- _Assignment_
The reply must consist of one number: how many lines of the data include the word "grassy".

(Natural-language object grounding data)
= = = = = = =

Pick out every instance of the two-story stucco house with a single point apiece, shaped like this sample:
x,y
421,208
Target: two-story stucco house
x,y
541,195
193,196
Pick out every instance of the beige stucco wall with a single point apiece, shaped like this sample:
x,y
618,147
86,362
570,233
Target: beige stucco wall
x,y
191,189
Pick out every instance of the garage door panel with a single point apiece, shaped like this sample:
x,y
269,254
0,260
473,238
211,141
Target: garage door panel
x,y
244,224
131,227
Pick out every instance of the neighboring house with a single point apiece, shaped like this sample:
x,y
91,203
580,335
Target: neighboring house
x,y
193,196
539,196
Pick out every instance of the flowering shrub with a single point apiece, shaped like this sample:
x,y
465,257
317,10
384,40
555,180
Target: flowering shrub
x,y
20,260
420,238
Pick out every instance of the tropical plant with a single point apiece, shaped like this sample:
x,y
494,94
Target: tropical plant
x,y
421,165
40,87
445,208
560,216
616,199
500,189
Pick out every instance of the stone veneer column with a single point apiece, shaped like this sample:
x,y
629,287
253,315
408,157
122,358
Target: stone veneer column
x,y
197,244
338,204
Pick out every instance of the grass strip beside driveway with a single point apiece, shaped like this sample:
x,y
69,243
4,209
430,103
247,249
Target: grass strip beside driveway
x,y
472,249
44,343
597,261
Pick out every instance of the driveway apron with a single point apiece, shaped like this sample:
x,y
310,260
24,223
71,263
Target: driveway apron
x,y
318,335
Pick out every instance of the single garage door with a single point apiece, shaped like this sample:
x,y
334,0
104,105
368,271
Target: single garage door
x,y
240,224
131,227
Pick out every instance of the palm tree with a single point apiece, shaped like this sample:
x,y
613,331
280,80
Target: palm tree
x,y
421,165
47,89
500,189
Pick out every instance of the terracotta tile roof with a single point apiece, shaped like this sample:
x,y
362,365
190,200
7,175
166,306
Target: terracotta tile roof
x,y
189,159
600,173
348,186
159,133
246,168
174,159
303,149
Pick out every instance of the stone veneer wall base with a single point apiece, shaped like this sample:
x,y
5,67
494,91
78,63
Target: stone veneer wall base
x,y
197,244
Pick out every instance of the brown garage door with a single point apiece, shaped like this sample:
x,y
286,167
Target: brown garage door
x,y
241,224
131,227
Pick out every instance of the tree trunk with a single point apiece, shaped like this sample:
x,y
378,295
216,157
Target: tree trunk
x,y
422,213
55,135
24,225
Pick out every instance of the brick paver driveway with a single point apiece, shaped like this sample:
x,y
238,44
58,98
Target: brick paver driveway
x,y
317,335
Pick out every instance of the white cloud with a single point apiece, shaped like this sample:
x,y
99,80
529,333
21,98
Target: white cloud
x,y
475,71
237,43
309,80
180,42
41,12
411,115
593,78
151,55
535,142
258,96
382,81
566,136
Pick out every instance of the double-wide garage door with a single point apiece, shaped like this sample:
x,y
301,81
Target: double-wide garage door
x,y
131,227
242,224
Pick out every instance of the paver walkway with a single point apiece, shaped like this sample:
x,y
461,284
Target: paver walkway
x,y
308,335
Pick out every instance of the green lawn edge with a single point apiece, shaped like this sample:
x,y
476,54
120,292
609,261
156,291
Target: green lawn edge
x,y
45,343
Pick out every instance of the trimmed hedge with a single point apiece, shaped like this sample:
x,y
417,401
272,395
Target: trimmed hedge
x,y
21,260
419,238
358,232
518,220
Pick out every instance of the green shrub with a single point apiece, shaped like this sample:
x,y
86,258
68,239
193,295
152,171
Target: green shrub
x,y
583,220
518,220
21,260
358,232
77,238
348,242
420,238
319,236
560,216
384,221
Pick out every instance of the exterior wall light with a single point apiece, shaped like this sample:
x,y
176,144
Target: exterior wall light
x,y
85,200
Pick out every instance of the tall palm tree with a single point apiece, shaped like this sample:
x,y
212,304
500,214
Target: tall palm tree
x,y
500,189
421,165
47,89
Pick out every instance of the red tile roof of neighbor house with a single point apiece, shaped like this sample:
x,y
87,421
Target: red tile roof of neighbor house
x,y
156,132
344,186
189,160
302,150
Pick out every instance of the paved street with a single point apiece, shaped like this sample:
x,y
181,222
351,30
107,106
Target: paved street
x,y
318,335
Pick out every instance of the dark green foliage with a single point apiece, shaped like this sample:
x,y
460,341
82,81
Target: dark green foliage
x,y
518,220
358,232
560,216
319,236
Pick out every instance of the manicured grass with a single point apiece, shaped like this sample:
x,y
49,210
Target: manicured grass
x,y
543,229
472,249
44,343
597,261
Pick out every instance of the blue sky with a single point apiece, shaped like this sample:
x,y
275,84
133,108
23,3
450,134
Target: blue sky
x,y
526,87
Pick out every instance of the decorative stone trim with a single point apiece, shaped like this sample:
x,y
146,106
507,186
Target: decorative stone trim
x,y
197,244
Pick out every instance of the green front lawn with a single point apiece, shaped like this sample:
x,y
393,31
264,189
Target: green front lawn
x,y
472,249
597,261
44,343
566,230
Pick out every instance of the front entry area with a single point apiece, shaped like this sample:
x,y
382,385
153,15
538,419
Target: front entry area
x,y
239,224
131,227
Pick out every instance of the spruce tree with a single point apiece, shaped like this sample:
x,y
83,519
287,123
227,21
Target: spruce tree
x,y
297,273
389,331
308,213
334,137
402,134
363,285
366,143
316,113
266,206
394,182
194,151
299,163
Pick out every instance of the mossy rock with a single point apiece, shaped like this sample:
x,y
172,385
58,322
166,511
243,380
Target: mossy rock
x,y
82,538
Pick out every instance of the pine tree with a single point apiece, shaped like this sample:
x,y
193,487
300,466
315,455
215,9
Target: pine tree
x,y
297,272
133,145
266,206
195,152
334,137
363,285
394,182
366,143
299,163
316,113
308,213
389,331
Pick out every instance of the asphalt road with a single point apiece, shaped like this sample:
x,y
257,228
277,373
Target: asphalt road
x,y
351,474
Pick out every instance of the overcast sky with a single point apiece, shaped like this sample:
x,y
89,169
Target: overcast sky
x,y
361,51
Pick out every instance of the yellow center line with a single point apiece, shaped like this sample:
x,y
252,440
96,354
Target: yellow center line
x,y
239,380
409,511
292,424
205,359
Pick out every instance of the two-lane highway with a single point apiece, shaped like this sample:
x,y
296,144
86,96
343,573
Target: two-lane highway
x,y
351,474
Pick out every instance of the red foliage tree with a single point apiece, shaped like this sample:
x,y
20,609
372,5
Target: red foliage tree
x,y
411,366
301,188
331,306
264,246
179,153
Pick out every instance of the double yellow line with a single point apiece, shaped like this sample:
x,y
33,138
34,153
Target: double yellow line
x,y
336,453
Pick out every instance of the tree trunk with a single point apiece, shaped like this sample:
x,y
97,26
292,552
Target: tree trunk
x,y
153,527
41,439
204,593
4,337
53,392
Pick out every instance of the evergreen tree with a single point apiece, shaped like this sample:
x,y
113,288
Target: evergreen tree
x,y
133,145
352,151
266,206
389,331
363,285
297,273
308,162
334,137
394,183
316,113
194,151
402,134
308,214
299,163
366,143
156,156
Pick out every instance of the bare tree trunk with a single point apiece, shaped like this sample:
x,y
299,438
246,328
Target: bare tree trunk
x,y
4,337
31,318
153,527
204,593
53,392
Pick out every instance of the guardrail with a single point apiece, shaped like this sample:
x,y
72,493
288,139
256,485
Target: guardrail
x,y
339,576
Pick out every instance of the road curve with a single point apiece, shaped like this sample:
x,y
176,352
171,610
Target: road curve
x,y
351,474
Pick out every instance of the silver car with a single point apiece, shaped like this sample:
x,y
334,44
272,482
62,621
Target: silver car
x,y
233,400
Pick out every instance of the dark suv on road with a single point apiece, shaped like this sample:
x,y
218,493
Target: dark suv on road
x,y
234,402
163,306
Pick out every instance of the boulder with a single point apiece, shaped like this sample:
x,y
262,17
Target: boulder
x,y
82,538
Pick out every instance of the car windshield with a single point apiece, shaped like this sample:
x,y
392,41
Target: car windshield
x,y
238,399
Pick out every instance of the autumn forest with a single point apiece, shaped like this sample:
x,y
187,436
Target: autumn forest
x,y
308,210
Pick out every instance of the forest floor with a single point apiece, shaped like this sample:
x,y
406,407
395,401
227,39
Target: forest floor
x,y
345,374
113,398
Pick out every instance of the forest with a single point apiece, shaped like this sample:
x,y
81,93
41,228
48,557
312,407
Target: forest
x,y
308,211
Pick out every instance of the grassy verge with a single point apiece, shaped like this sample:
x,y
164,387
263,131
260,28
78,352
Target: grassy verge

= = = = = = =

- _Output for this task_
2